[Start of Attachment]

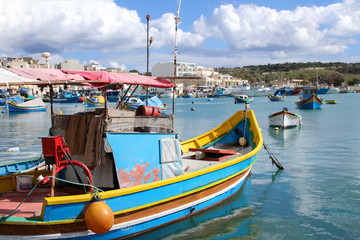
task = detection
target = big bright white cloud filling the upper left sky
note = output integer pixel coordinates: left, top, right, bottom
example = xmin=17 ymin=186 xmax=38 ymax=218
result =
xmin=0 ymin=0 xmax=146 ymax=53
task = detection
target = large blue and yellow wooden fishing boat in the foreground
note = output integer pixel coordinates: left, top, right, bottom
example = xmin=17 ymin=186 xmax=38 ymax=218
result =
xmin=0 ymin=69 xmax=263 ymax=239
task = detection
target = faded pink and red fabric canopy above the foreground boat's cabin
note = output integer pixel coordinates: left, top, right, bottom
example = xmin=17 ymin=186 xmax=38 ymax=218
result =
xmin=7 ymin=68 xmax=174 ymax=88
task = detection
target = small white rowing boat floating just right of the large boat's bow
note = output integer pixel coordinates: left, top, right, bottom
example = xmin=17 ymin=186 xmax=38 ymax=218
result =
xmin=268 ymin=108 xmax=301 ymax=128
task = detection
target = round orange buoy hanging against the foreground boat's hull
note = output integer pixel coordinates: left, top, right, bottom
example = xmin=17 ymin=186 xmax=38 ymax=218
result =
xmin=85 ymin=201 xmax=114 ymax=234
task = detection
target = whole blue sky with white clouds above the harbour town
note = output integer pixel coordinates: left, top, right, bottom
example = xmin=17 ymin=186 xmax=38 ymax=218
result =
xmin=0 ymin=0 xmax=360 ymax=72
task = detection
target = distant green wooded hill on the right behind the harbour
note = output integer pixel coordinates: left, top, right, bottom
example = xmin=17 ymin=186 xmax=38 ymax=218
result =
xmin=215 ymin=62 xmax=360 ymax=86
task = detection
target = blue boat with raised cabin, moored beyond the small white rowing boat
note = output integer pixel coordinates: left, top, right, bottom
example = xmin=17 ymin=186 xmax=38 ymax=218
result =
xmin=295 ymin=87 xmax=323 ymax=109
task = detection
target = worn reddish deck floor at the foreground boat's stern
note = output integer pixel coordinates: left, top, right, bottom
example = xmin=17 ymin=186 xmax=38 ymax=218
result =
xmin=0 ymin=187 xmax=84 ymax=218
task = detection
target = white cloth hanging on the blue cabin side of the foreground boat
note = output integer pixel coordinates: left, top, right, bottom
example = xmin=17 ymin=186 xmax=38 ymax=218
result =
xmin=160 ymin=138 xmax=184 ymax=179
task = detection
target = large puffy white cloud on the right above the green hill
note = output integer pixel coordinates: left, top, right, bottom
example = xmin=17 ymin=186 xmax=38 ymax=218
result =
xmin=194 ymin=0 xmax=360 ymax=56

[End of Attachment]
[Start of Attachment]

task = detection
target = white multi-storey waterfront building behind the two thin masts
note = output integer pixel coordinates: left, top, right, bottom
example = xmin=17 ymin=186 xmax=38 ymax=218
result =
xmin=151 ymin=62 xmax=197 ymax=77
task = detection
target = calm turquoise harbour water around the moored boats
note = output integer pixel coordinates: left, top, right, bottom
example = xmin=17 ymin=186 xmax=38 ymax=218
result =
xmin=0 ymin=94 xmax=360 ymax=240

[End of Attachment]
[Start of Attachment]

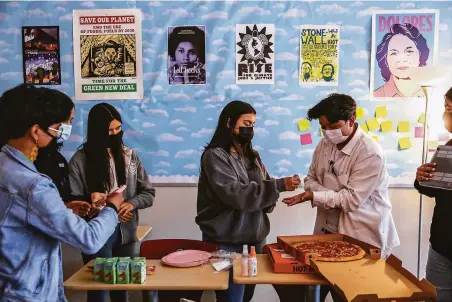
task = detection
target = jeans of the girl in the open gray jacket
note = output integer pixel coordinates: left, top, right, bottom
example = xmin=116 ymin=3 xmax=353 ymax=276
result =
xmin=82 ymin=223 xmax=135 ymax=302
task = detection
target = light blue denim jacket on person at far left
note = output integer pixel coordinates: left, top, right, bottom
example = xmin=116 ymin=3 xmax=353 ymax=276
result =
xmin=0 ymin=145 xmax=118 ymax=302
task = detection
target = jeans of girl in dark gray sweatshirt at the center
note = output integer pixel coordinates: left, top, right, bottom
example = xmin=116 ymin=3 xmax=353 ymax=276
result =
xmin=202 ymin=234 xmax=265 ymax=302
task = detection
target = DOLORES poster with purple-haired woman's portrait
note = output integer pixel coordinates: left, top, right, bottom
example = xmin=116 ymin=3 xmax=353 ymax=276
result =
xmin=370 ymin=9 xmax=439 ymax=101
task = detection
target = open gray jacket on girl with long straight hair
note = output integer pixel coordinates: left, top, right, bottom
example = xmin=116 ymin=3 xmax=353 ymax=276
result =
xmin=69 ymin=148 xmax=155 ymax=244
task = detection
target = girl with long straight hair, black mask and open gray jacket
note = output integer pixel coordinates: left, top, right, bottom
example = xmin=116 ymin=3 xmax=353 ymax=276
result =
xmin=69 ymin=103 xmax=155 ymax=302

[End of Attachment]

== Activity ==
In the material above, how many lines include the word "hanging"? State that number alone.

== Response box ==
2